### Selected text

● ● ● ●

1. A hydroxypropyl alkyl cellulose acetate succinate heteropolymer produced by esterification of (a) a cellulose ether selected from methylcelluloses, ethylcelluloses and hydroxypropyl methyl celluloses having a hydroxypropoxy molar substitution of up to 0.35 and (b) a hydroxypropyl methyl cellulose having a hydroxypropoxy molar substitution of from 0.40 to 1.90 with acetic anhydride and succinic anhydride.

2. The hydroxypropyl alkyl cellulose acetate succinate heteropolymer of claim 1 wherein the cellulose ether (a) is selected from i) methylcelluloses having a degree of substitution of methoxyl groups of from 1.0 to 2.7, ii) ethylcelluloses having a degree of substitution of ethoxyl groups of from 0.5 to 3, and iii) hydroxypropyl methyl celluloses having a degree of substitution of methoxyl groups of from 1.0 to 2.7 and a hydroxypropoxy molar substitution of from 0.05 to 0.35.

3. The hydroxypropyl alkyl cellulose acetate succinate heteropolymer of claim 1 wherein the cellulose ether (a) is a hydroxypropyl methyl cellulose having a hydroxypropoxy molar substitution of up to 0.35 or a methylcellulose and the hydroxypropyl alkyl cellulose acetate succinate heteropolymer is a hydroxypropyl methyl cellulose acetate succinate heteropolymer.

● ● ● ●

(Data items)

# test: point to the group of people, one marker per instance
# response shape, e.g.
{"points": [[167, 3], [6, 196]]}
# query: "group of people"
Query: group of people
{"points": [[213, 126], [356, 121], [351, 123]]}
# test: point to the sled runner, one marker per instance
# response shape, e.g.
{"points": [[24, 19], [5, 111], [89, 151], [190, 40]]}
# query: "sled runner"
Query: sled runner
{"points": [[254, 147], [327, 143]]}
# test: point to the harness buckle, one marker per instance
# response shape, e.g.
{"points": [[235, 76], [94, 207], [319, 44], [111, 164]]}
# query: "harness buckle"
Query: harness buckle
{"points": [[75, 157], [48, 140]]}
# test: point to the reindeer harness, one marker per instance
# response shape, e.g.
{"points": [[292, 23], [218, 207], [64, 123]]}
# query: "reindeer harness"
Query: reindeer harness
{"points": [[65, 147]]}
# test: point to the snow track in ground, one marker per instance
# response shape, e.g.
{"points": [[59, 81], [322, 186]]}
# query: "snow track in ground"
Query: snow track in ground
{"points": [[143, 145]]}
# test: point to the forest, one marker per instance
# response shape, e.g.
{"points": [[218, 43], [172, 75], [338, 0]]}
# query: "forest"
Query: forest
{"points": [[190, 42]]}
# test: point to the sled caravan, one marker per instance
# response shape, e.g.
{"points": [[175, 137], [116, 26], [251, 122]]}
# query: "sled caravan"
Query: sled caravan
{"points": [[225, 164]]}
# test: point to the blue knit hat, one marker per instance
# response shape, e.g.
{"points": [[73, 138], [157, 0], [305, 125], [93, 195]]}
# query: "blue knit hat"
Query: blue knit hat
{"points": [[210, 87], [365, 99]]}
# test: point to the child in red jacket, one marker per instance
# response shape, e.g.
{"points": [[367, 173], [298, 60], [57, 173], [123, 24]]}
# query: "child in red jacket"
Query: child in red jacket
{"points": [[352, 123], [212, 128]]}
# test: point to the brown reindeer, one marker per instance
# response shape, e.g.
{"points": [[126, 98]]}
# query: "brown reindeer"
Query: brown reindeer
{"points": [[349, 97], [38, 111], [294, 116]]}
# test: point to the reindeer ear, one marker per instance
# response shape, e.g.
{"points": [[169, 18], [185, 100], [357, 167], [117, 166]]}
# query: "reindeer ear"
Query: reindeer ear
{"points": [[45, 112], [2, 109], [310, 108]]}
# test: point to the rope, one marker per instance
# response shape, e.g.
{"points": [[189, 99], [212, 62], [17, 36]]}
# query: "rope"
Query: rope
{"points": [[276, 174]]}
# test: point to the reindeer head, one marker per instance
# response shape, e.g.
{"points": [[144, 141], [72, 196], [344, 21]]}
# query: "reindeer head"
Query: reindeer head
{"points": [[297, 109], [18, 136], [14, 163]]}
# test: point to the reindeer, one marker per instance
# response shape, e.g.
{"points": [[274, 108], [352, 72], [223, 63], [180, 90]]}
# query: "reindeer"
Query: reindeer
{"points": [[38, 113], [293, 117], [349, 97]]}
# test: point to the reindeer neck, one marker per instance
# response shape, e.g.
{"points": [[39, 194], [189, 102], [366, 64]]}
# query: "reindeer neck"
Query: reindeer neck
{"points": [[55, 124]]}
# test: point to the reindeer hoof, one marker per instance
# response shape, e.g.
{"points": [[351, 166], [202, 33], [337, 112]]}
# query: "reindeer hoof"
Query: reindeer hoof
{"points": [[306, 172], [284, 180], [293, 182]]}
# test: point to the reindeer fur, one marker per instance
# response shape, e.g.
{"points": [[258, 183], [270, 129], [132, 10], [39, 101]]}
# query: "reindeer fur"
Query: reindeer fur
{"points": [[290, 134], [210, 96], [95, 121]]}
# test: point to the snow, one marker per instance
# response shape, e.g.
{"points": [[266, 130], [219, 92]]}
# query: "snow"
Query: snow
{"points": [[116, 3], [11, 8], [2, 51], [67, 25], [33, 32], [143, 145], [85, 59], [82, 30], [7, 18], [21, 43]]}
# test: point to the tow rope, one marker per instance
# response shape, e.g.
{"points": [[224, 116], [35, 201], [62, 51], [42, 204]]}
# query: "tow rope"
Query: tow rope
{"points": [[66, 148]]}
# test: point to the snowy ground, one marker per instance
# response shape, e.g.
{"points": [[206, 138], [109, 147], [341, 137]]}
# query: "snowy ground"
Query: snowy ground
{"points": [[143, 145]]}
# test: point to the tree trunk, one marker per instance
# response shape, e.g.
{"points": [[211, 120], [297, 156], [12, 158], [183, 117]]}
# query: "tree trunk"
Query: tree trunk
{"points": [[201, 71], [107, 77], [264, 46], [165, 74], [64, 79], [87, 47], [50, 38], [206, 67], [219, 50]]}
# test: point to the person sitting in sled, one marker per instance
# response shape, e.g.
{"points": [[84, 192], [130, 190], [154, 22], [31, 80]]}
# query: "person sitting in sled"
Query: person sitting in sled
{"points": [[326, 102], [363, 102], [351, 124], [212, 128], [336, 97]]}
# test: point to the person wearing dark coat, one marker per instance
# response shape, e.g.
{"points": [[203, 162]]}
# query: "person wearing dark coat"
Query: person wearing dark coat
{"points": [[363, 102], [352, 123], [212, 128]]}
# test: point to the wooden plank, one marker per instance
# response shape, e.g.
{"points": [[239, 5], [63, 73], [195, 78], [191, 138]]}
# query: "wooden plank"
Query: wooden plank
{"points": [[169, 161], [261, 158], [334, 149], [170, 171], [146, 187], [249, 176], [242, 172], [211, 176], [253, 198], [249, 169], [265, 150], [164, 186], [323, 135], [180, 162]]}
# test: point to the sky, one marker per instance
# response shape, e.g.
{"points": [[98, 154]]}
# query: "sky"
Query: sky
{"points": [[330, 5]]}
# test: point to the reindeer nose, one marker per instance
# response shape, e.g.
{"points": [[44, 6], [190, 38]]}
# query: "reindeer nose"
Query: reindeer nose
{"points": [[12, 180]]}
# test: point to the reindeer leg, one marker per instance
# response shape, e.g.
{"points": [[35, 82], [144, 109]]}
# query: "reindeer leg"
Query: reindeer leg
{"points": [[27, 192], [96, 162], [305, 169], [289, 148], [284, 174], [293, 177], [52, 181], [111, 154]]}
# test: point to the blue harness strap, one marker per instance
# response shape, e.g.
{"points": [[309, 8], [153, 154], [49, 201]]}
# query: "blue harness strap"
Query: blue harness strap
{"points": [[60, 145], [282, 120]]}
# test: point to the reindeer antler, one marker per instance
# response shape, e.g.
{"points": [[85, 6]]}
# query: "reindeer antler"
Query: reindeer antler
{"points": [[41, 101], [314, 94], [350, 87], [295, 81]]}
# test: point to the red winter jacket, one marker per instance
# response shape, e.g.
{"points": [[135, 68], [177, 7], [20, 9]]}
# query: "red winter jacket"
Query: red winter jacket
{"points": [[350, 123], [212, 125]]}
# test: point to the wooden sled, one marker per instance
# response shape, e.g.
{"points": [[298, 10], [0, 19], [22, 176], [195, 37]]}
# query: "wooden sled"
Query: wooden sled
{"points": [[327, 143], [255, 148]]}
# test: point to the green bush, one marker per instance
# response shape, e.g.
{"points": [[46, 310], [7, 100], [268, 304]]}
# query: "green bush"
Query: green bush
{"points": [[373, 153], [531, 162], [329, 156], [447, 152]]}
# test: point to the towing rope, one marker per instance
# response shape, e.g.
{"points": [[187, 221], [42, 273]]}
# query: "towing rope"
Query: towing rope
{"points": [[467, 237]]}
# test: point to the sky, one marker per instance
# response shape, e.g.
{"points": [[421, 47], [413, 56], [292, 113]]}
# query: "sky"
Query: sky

● ● ● ●

### Parts of the exercise
1. Return the portion of the cellulose heteropolymer claims starting at "1. A hydroxypropyl" and ending at "0.05 to 0.35.".
2. According to claim 2 of the cellulose heteropolymer claims, what degree of substitution of ethoxyl groups do the ethylcelluloses have?
3. Extend the cellulose heteropolymer claims past their final claim.

### Numbered responses
1.
1. A hydroxypropyl alkyl cellulose acetate succinate heteropolymer produced by esterification of (a) a cellulose ether selected from methylcelluloses, ethylcelluloses and hydroxypropyl methyl celluloses having a hydroxypropoxy molar substitution of up to 0.35 and (b) a hydroxypropyl methyl cellulose having a hydroxypropoxy molar substitution of from 0.40 to 1.90 with acetic anhydride and succinic anhydride.

2. The hydroxypropyl alkyl cellulose acetate succinate heteropolymer of claim 1 wherein the cellulose ether (a) is selected from i) methylcelluloses having a degree of substitution of methoxyl groups of from 1.0 to 2.7, ii) ethylcelluloses having a degree of substitution of ethoxyl groups of from 0.5 to 3, and iii) hydroxypropyl methyl celluloses having a degree of substitution of methoxyl groups of from 1.0 to 2.7 and a hydroxypropoxy molar substitution of from 0.05 to 0.35.

2. From 0.5 to 3.

3.
4. The hydroxypropyl alkyl cellulose acetate succinate heteropolymer of any one of claims 1 to 3 wherein the cellulose ether (a) is a hydroxypropyl methyl cellulose having a degree of substitution of methoxyl groups of from 1.1 to 2.5 and a hydroxypropoxy molar substitution of from 0.10 to 0.30.

5. The hydroxypropyl alkyl cellulose acetate succinate heteropolymer of any one of claims 1 to 4 wherein the hydroxypropyl methyl cellulose (b) has a degree of substitution of methoxyl groups of 1.0 to 2.7 and a hydroxypropoxy molar substitution of from 0.40 to 1.50.

6. The hydroxypropyl alkyl cellulose acetate succinate heteropolymer of claim 5 wherein the hydroxypropyl methyl cellulose (b) has a degree of substitution of methoxyl groups of 1.1 to 2.3 and a hydroxypropoxy molar substitution of from 0.50 to 1 20

7. The hydroxypropyl alkyl cellulose acetate succinate heteropolymer of any one of claims 1 to 6 produced by esterification of from 30 to 95 weight percent of the cellulose ether (a) and from 5 to 70 weight percent of the hydroxypropyl methyl cellulose (b), based on the total weight of (a) and (b).

8. A process for producing a hydroxypropyl alkyl cellulose acetate succinate heteropolymer wherein (a) a cellulose ether selected from methylcelluloses, ethylcelluloses and hydroxypropyl methyl celluloses having a hydroxypropoxy molar substitution of up to 0.35 and (b) a hydroxypropyl methyl cellulose having a hydroxypropoxy molar substitution of from 0.40 to 1.90 in combination are esterified with acetic anhydride and succinic anhydride.

9. The process of claim 8 wherein the cellulose ether (a) and the hydroxypropyl methyl cellulose (b), each independently, have a viscosity of from 1.5 to 10 mPa-s, measured as a 2 weight-% solution in water at 20 °C.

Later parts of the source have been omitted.